▸ Work to do: Can you write out the whole listing exactly?

▸ Material for this exercise:
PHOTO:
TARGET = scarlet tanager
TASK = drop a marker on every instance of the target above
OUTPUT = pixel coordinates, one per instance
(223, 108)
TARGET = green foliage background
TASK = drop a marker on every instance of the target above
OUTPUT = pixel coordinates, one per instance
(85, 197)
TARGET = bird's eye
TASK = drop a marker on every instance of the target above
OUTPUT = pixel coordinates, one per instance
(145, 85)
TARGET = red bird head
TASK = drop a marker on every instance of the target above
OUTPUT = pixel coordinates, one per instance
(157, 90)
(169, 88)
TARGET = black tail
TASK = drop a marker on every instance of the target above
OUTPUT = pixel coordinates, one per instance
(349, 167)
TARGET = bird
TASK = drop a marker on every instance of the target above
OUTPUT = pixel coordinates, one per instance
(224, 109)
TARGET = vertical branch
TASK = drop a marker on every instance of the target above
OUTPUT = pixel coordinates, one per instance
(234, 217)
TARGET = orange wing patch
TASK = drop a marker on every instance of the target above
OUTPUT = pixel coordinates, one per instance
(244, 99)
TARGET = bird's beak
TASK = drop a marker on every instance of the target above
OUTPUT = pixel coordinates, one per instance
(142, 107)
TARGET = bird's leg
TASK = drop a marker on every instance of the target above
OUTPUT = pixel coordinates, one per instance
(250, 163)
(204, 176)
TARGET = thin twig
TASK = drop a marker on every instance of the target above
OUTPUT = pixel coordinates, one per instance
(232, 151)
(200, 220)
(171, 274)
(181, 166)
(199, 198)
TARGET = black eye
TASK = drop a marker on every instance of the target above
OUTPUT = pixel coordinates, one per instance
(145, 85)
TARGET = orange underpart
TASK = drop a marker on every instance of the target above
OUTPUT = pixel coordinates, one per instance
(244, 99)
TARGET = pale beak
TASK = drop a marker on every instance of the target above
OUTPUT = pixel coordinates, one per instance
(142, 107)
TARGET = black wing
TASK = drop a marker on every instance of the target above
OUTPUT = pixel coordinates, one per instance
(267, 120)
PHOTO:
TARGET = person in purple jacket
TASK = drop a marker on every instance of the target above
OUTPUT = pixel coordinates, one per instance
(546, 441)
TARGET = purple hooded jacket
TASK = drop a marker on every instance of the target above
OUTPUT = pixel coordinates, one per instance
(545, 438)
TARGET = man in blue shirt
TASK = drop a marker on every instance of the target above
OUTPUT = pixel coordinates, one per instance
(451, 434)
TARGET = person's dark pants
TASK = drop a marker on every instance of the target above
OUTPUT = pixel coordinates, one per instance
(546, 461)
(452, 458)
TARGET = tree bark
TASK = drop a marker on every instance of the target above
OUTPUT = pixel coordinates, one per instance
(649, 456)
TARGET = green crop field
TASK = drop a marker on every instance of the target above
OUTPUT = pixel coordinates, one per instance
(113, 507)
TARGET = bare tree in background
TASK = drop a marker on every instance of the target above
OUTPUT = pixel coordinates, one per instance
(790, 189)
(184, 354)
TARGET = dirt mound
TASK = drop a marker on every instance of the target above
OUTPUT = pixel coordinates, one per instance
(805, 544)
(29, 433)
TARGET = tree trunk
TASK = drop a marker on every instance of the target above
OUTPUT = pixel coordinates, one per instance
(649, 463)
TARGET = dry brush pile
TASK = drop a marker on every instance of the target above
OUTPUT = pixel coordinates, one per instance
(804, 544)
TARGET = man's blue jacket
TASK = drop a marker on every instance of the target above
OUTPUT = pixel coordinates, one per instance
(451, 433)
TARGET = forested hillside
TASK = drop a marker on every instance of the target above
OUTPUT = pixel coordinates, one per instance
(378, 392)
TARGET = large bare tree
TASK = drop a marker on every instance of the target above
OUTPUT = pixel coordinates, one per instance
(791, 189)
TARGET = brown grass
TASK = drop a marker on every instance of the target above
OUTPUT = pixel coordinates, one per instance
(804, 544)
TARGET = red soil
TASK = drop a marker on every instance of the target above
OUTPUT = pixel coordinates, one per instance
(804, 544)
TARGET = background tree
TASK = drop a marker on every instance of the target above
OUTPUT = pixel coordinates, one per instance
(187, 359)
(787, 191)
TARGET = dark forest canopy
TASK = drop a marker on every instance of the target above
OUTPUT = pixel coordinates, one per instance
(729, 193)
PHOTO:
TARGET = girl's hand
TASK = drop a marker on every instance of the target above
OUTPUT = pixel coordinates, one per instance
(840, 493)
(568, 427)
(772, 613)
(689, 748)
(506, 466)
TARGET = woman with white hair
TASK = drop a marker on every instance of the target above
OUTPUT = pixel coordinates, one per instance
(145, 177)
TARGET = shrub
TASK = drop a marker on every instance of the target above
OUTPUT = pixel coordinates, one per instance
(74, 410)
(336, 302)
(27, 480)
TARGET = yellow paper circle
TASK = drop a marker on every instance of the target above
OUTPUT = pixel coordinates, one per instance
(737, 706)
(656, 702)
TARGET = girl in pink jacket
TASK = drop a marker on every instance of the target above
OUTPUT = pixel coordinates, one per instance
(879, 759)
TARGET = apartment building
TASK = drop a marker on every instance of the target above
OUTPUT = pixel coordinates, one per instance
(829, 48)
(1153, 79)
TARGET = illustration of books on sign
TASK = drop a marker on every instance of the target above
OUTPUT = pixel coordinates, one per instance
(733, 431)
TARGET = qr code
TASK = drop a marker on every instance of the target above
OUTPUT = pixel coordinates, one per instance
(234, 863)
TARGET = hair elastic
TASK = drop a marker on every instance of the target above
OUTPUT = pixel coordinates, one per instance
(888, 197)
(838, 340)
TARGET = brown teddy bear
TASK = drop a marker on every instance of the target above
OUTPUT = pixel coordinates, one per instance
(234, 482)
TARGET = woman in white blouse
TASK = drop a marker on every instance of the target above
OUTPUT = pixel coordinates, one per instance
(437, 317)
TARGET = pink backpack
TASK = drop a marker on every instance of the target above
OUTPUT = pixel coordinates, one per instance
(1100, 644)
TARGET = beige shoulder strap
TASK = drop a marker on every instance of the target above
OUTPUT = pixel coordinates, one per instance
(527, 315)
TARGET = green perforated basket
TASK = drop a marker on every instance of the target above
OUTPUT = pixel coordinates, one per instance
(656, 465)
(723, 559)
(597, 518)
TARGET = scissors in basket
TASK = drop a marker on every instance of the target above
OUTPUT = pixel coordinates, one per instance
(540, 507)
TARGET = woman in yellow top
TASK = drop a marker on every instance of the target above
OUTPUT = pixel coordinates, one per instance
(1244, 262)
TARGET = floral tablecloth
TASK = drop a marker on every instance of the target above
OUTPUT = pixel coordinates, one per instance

▸ Solution to this problem:
PHOTO:
TARGET = scarlet tanager
TASK = drop a marker on every instance of the target above
OUTPUT = pixel coordinates, one per instance
(223, 108)
TARGET = green foliage background
TASK = drop a marker on every instance of the target above
OUTPUT = pixel coordinates, one per instance
(85, 197)
TARGET = bird's eye
TASK = drop a marker on every instance of the target above
OUTPUT = pixel coordinates, one per instance
(145, 85)
TARGET = red bird head
TASK = drop a marker on every instance of the target above
OUTPUT = pixel coordinates, one per instance
(157, 90)
(169, 88)
TARGET = black tail
TASK = drop a marker on every instance of the target above
OUTPUT = pixel coordinates, one per instance
(349, 167)
TARGET = bird
TASK = drop a marker on every instance of the target above
OUTPUT = pixel coordinates, one per instance
(224, 109)
TARGET = vertical branch
TASK = drop a marker on every instance of the target above
OUTPUT = pixel coordinates, one per instance
(234, 217)
TARGET = orange wing patch
TASK = drop a marker on every instance of the target above
OUTPUT = pixel coordinates, one per instance
(244, 99)
TARGET = bird's beak
TASK = drop a marker on every instance of the target above
OUTPUT = pixel coordinates, one per instance
(142, 107)
TARGET = bird's leg
TASK = drop a marker on every instance of the target above
OUTPUT = pixel coordinates, one per instance
(250, 163)
(204, 176)
TARGET = thin twig
TASK = drop a marker on every instance of the target above
OUTPUT = pixel coordinates, one per instance
(232, 151)
(200, 220)
(171, 274)
(181, 166)
(199, 198)
TARGET = black eye
TASK = drop a marker on every instance of the target above
OUTPUT = pixel coordinates, one per instance
(145, 85)
TARGET = orange underpart
TASK = drop a marker on every instance of the target above
OUTPUT = pixel coordinates, one per instance
(244, 99)
TARGET = pale beak
TASK = drop a marker on every instance of the target above
OUTPUT = pixel coordinates, one per instance
(142, 107)
TARGET = black wing
TASK = drop a marker on every instance of the target above
OUTPUT = pixel coordinates, one per instance
(267, 120)
PHOTO:
TARGET = person in purple jacket
TASK = drop a marker on every instance of the target above
OUTPUT = pixel coordinates, one per instance
(546, 441)
TARGET = purple hooded jacket
TASK = drop a marker on every instance of the target above
OUTPUT = pixel coordinates, one per instance
(545, 438)
TARGET = man in blue shirt
TASK = drop a marker on every instance of the target above
OUTPUT = pixel coordinates, one per instance
(451, 434)
TARGET = person's dark pants
TASK = drop a marker on every instance of the target above
OUTPUT = pixel coordinates, one per instance
(546, 461)
(452, 458)
TARGET = tree bark
TASK = drop a marker on every instance of the target above
OUTPUT = pixel coordinates, one per instance
(649, 456)
TARGET = green crop field
TASK = drop a marker on every instance of the target above
OUTPUT = pixel coordinates, one per instance
(113, 507)
TARGET = bare tree in background
TASK = drop a marker on every instance of the target above
OUTPUT = pixel coordinates, one per instance
(790, 189)
(184, 354)
TARGET = dirt mound
TASK = drop a marker on every instance of the target above
OUTPUT = pixel coordinates, one per instance
(805, 544)
(29, 433)
TARGET = tree trunk
TASK = drop a marker on every instance of the target above
OUTPUT = pixel coordinates, one per instance
(649, 463)
TARGET = dry brush pile
TASK = drop a marker on every instance of the target above
OUTPUT = pixel coordinates, one per instance
(804, 544)
TARGET = man's blue jacket
TASK = drop a marker on every instance of the target above
OUTPUT = pixel coordinates, one per instance
(451, 433)
TARGET = forested hillside
TASK = drop a marker on every instance of the target above
OUTPUT = pixel coordinates, one per instance
(378, 392)
TARGET = large bare tree
TASK = drop a marker on every instance of the target above
OUTPUT = pixel coordinates, one per instance
(791, 189)
TARGET = brown grass
TASK = drop a marker on every instance of the target above
OUTPUT = pixel coordinates, one per instance
(804, 544)
TARGET = red soil
TASK = drop a marker on every instance of the target above
OUTPUT = pixel coordinates, one per instance
(804, 544)
TARGET = background tree
TASK = drop a marker on every instance of the target above
OUTPUT = pixel coordinates, one per instance
(187, 359)
(787, 191)
TARGET = dark forest canopy
TASK = drop a marker on every instance of the target above
OUTPUT = pixel coordinates, one per instance
(729, 193)
PHOTO:
TARGET = girl's hand
TASK = drop a marker on every instance of the target above
OUTPUT = pixel coordinates, one per instance
(840, 493)
(568, 427)
(772, 613)
(689, 748)
(506, 466)
TARGET = woman with white hair
TASK = drop a marker on every instance of the target above
OUTPUT = pixel coordinates, one per instance
(145, 177)
TARGET = shrub
TASK = drop a marker on every instance of the target above
OUTPUT = pixel coordinates, one per instance
(74, 410)
(336, 302)
(27, 480)
TARGET = yellow paper circle
TASK = drop a marker on every instance of the target above
OUTPUT = pixel coordinates, one per instance
(737, 706)
(656, 702)
TARGET = girl in pink jacket
TASK = drop a marker on every instance of the target above
OUTPUT = pixel coordinates, one per instance
(879, 759)
TARGET = apartment building
TASK = drop a marker on every instance of the target above
OUTPUT = pixel coordinates, one per instance
(829, 48)
(1153, 79)
TARGET = illustration of books on sign
TASK = drop a marker on every instance of the target above
OUTPUT = pixel coordinates, one per instance
(733, 431)
TARGET = qr code
TASK = drop a marker on every instance of the target above
OUTPUT = pixel coordinates, one per instance
(234, 863)
TARGET = hair elastic
TASK = drop a marker on every instance of the target above
OUTPUT = pixel coordinates, one per instance
(888, 197)
(838, 340)
TARGET = brown teddy bear
TASK = drop a marker on every instance of the target above
OUTPUT = pixel coordinates, one per instance
(234, 482)
TARGET = woman in white blouse
TASK = drop a marker on every instance of the target above
OUTPUT = pixel coordinates, one per instance
(437, 317)
TARGET = pink backpack
TASK = drop a marker on every instance of the target above
OUTPUT = pixel coordinates, one per instance
(1100, 644)
TARGET = beige shoulder strap
TASK = drop a marker on every instance of the target above
OUTPUT = pixel coordinates, one per instance
(527, 315)
TARGET = green perforated basket
TASK = drop a marker on every instance of the target above
OUTPUT = pixel coordinates, one per instance
(656, 465)
(723, 559)
(597, 518)
TARGET = scissors in basket
TASK = drop a marker on every instance of the target above
OUTPUT = pixel coordinates, one per instance
(540, 507)
TARGET = woman in yellow top
TASK = drop a marker on every instance of the target above
OUTPUT = pixel coordinates, one per instance
(1244, 262)
TARGET = floral tablecloth
TASK = drop a marker on every instance of the target above
OUTPUT = pixel coordinates, one per instance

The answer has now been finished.